■ Records shown ■
__________________________________________________
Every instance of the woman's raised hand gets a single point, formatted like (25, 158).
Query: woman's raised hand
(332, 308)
__________________________________________________
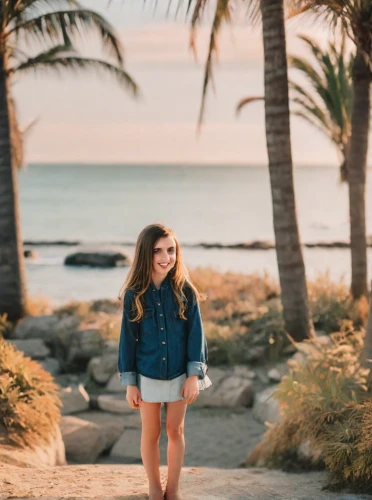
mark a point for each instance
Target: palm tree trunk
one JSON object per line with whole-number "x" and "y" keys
__________________________________________________
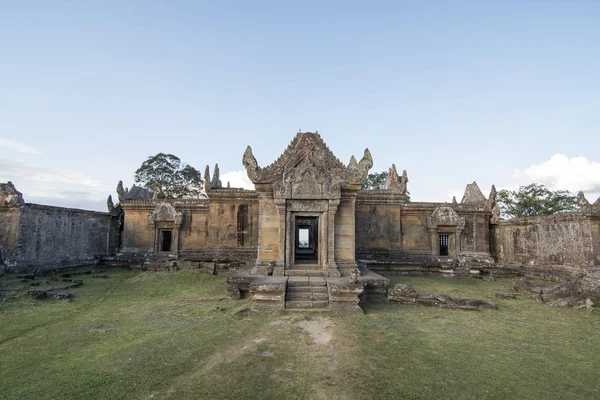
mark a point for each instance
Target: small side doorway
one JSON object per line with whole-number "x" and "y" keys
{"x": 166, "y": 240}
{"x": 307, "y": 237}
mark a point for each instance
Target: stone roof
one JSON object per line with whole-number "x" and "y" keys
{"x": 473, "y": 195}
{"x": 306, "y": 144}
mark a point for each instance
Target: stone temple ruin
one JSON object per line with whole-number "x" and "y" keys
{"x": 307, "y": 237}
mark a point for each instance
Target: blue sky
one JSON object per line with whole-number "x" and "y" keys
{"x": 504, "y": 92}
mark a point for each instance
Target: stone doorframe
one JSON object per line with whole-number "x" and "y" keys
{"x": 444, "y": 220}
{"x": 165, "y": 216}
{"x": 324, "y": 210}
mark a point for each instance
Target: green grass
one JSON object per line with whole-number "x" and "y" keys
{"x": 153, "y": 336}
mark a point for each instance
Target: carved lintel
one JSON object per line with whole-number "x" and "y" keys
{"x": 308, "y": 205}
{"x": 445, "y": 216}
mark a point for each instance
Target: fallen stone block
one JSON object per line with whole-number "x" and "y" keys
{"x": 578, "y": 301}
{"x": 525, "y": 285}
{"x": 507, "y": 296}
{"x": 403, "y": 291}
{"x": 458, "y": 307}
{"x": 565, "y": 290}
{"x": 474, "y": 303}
__________________________________________________
■ Work instructions ■
How many lines of the listing above include the word "stone"? State the number and nothing else.

■ Answer space ■
4